> Excerpt to read:
The fact that there have been three iterations of a film that should never have been made even once is a telling comment – whether on the film industry or the audience that consumes them is a matter of debate.
Obviously, the makers of “Yamla Pagla Deewana Phir Se” had a strong conviction that the movie would be a commercial success, because there is no cinematic reason for making it. It’s another attempt at selling the Deol family pack, where Bobby provides the (forced) laughs, Sunny provides the muscle power, and Dharmendra the nostalgia. Everything else is incidental.
The story revolves around two brothers who come from a family that is proficient in the ancient Indian medical science of Ayurveda. A secret formula that enhances fertility has been passed down from generations, and is now in the hands of Puran (Sunny Deol), whose expertise in Ayurveda is overshadowed only by his super-human strength. Puran can stop speeding trucks with his bare hands, but apparently cannot drill some sense into his younger brother Kaale (Bobby Deol).

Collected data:
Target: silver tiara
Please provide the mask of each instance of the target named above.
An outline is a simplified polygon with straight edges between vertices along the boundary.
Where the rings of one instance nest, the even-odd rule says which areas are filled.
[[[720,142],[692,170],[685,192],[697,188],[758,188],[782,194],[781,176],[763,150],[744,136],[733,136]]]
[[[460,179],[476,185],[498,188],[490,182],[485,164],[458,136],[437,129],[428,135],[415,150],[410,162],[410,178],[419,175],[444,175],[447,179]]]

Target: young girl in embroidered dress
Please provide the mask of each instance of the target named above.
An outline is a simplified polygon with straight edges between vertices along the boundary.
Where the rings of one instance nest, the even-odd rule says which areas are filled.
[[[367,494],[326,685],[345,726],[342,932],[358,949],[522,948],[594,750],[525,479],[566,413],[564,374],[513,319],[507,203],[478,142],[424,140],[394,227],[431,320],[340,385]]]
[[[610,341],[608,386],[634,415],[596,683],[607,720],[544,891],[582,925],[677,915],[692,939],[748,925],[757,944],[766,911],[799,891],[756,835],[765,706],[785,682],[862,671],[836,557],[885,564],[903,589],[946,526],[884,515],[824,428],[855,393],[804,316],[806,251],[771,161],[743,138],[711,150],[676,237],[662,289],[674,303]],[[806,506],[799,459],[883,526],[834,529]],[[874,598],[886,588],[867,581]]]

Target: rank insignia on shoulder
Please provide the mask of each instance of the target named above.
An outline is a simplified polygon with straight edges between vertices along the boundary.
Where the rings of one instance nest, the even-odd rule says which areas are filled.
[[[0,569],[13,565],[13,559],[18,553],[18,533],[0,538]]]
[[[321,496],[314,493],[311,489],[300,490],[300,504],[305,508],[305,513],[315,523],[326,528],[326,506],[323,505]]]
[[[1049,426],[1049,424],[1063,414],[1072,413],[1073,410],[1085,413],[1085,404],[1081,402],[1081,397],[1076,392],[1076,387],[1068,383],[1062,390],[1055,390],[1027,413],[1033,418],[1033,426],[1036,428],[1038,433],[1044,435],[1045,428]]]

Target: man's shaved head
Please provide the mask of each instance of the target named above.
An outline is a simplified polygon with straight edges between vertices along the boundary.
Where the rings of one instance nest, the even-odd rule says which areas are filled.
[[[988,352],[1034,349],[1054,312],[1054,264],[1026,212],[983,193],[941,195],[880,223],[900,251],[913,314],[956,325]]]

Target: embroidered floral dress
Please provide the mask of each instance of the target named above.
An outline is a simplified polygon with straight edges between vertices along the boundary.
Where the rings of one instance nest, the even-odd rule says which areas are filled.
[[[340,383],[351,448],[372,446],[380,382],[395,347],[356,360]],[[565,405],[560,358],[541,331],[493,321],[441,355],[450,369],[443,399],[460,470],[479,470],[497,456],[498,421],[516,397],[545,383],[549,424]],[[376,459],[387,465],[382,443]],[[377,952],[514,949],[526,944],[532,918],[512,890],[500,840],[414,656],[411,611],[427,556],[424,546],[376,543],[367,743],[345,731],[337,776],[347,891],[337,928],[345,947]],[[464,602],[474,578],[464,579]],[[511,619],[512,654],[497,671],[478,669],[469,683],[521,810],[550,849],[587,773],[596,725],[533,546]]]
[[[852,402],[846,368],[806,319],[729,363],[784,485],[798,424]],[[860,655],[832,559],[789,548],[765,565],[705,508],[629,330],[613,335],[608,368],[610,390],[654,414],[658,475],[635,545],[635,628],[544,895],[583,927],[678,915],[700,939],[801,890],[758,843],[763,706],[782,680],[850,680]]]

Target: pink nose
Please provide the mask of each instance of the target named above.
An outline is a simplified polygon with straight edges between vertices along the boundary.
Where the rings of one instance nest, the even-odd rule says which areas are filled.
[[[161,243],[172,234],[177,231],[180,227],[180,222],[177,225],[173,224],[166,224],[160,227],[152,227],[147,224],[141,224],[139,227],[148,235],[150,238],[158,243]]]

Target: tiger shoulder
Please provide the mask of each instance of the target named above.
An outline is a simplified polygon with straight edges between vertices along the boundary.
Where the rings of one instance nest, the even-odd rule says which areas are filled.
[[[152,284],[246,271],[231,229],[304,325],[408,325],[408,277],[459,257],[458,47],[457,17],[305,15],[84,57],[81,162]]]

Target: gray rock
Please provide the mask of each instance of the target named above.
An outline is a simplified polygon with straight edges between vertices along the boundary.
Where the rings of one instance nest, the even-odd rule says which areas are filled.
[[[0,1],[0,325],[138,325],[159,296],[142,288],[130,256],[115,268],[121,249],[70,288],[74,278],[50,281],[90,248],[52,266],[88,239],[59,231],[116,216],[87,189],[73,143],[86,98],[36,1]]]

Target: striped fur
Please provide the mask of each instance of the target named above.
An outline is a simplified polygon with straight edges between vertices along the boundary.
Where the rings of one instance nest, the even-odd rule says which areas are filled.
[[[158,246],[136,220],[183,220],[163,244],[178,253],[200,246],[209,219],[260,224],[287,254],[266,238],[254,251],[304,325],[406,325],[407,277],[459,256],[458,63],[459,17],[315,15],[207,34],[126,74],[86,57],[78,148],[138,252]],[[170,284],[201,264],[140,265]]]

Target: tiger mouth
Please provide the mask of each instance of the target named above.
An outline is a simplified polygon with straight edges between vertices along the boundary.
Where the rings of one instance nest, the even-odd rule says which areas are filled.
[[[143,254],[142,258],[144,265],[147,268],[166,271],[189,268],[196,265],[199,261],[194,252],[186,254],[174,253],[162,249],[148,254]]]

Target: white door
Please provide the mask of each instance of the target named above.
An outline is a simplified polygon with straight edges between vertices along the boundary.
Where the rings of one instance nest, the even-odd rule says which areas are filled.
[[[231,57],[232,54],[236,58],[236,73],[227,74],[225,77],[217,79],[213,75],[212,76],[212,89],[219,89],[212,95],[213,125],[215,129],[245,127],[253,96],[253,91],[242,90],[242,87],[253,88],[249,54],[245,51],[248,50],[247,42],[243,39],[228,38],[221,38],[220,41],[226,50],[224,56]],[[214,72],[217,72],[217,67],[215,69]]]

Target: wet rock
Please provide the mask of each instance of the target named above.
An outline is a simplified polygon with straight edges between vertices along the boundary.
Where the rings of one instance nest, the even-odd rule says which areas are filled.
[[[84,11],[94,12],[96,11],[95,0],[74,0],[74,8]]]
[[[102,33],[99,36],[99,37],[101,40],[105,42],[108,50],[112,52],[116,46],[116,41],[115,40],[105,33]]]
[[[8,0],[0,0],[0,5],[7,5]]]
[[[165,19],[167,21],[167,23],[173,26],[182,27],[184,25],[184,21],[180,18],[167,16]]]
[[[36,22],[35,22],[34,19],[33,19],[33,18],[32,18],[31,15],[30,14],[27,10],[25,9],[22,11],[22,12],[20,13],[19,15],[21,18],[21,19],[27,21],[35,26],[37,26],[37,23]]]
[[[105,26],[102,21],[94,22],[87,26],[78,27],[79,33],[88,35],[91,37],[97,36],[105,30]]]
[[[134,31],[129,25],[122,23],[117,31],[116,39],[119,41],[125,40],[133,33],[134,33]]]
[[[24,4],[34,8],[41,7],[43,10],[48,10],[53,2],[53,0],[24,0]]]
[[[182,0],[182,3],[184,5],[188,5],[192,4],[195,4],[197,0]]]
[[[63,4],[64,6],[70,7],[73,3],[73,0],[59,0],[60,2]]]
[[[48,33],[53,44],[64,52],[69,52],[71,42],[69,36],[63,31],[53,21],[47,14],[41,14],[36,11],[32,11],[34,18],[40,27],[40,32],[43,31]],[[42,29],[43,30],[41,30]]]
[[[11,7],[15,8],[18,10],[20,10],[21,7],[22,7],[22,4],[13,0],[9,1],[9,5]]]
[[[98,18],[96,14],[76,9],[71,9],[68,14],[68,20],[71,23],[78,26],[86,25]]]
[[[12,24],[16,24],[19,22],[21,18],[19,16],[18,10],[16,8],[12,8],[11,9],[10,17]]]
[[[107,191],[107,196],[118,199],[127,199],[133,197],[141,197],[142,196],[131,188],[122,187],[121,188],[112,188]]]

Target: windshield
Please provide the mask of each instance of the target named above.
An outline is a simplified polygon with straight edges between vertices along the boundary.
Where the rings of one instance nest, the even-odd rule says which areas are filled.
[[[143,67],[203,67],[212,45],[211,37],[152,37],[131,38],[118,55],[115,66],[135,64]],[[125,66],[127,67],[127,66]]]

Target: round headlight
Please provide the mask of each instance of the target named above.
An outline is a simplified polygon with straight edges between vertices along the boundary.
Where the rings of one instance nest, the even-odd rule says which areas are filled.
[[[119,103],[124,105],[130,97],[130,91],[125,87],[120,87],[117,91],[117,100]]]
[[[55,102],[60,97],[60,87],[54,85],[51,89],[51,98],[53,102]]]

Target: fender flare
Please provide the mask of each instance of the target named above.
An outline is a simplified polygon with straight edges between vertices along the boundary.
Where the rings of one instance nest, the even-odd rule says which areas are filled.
---
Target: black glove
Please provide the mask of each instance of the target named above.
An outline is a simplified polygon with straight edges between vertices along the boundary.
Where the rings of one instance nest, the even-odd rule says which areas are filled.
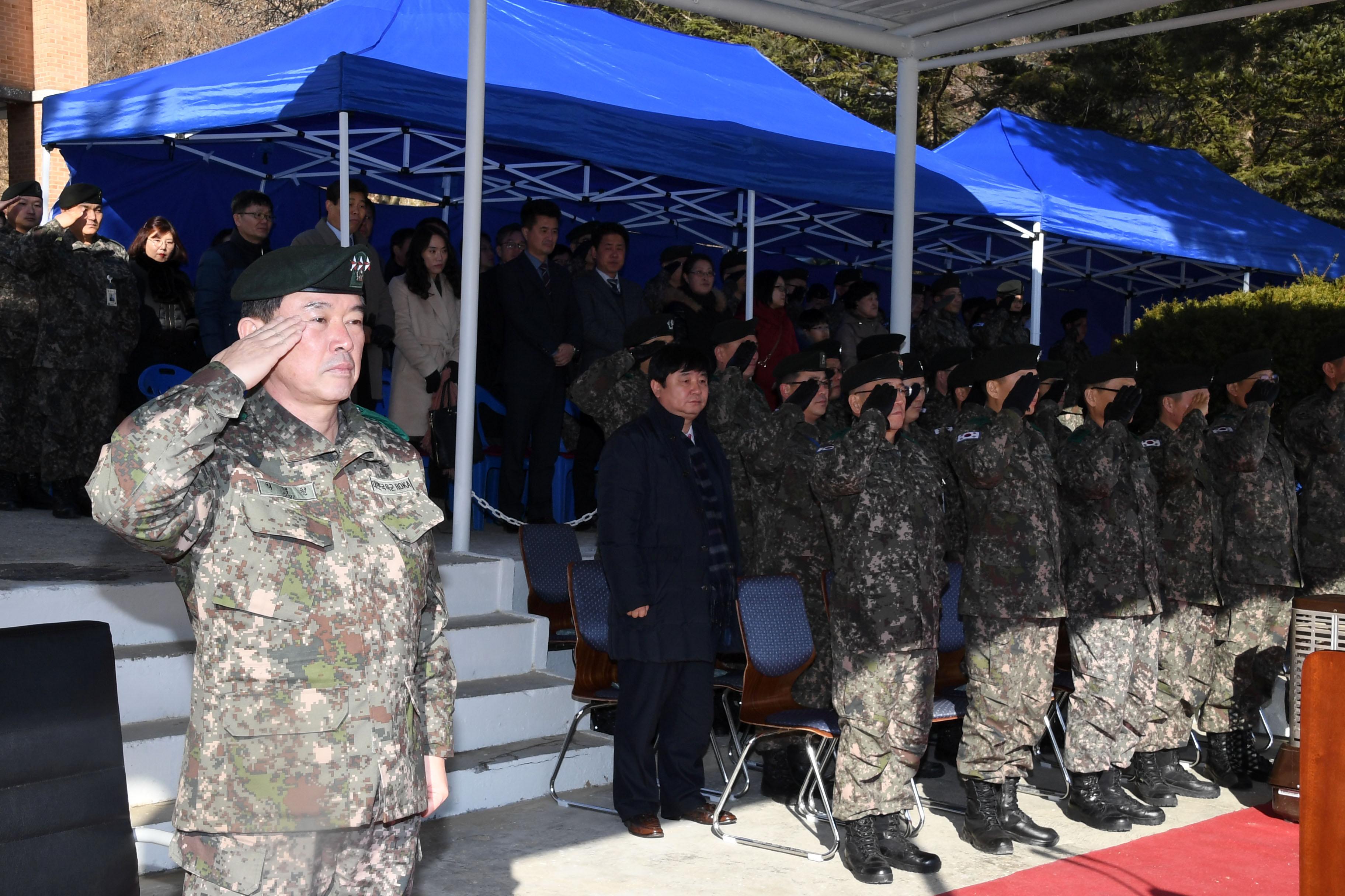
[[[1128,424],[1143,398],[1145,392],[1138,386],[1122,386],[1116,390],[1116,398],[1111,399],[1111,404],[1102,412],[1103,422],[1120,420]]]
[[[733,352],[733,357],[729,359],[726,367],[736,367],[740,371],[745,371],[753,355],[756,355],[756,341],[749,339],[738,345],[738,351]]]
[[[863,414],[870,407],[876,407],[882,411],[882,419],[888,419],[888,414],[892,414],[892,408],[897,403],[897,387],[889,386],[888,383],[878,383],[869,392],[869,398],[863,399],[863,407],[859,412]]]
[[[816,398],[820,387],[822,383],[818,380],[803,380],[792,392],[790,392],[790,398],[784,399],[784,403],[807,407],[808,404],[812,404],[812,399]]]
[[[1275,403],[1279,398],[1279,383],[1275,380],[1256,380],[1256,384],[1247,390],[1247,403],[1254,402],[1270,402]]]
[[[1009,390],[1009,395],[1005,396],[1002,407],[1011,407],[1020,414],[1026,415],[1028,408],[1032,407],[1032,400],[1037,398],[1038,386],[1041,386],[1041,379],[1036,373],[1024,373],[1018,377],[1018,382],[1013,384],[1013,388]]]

> Task set:
**1)** According to the film review, what ancient Indian medical science is the brothers' family proficient in?
**2)** Proceed with the film review, continuing from its last sentence.

> Answers below:
**1)** Ayurveda

**2)**
Kaale spends his day trying to come up with outlandish schemes and nights drinking and ranting about the sorry state of his life. This rather mundane existence is shattered when an evil pharmaceutical baron finds the secret formula, and the brothers have to rely on their rather temperamental tenant Parmar (Dharmendra) to defend them in court.
The humour in the film is dated and old, relying on tired stereotypes (Gujaratis are vegetarians, Punjabis drink too much). And that’s not all. The acting is equally insipid, with none of the leads even attempting to bring anything to the table. This is a film and an idea that is much past it’s sell-by date.